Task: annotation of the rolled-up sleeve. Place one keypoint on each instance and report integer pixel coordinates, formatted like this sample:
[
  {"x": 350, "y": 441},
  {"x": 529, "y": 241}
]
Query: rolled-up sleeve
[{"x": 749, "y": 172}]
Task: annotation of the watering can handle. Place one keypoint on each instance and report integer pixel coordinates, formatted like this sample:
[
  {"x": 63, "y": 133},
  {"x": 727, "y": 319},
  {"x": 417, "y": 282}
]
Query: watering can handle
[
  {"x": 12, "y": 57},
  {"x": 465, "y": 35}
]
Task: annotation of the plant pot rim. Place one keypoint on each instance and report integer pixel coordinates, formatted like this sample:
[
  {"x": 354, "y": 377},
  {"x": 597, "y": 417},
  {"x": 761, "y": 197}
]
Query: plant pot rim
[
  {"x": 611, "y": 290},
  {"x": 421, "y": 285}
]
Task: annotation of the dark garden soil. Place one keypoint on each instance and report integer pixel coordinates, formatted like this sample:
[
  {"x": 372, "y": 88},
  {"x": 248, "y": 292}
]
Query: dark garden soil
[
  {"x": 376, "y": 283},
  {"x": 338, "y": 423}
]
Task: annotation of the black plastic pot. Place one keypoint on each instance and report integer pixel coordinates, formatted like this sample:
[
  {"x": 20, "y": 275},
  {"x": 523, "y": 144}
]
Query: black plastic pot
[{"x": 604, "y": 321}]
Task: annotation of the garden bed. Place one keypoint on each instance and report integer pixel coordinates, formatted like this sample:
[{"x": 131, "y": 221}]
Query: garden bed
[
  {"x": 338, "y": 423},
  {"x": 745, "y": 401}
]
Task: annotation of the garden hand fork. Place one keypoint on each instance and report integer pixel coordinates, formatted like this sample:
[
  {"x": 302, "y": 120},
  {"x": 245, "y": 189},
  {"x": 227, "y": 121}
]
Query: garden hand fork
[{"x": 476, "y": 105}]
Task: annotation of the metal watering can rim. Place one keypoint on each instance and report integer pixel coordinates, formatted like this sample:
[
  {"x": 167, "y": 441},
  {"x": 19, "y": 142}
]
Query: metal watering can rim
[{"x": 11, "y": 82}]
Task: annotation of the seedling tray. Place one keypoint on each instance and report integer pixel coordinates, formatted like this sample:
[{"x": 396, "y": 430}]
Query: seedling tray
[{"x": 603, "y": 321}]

★ ★ ★ ★ ★ ★ ★

*WHAT THE TASK REQUIRES*: Reproduce all of the records above verbatim, from the first line to the last.

*EXERCISE ANSWER*:
Task: annotation of the rolled-up sleeve. Place one keypoint on each instance and report integer pixel coordinates, formatted like this sample:
[
  {"x": 350, "y": 441},
  {"x": 529, "y": 241}
]
Query: rolled-up sleeve
[{"x": 749, "y": 172}]
Task: annotation of the watering can handle. Place one keypoint on each instance and report integer pixel coordinates, formatted like this sample:
[
  {"x": 63, "y": 133},
  {"x": 727, "y": 319},
  {"x": 417, "y": 282}
]
Query: watering can handle
[
  {"x": 12, "y": 57},
  {"x": 465, "y": 35}
]
Task: annotation of the plant pot rim. Place one keypoint on each instance and report integer pixel coordinates, formatted like this sample:
[
  {"x": 354, "y": 377},
  {"x": 597, "y": 417},
  {"x": 761, "y": 197}
]
Query: plant pot rim
[
  {"x": 611, "y": 290},
  {"x": 421, "y": 285}
]
Task: annotation of the dark garden soil. Place one keypoint on each instance and report integer pixel coordinates, formatted like this sample:
[
  {"x": 372, "y": 88},
  {"x": 248, "y": 292}
]
Query: dark garden soil
[
  {"x": 376, "y": 283},
  {"x": 338, "y": 423}
]
Task: annotation of the black plastic pot. Place one keypoint on each instance and report integer pixel coordinates, formatted like this sample:
[
  {"x": 20, "y": 275},
  {"x": 523, "y": 144}
]
Query: black plastic pot
[{"x": 604, "y": 321}]
Task: annotation of the garden bed. Place one keypoint on each instance and report integer pixel coordinates, formatted like this sample:
[{"x": 131, "y": 221}]
Query: garden bed
[
  {"x": 338, "y": 423},
  {"x": 745, "y": 401}
]
Task: annotation of the garden hand fork. Place one keypoint on each instance and report integer pixel coordinates, formatted like this sample:
[
  {"x": 302, "y": 120},
  {"x": 245, "y": 189},
  {"x": 227, "y": 121}
]
Query: garden hand fork
[{"x": 476, "y": 105}]
Task: annotation of the metal watering can rim. Place one keypoint on each instance and report integer pixel coordinates, formatted like this sample:
[
  {"x": 167, "y": 441},
  {"x": 19, "y": 142}
]
Query: metal watering can rim
[{"x": 11, "y": 82}]
Task: annotation of the seedling tray. Place one keypoint on each instance and report integer pixel coordinates, formatted like this sample:
[{"x": 396, "y": 430}]
Query: seedling tray
[{"x": 603, "y": 321}]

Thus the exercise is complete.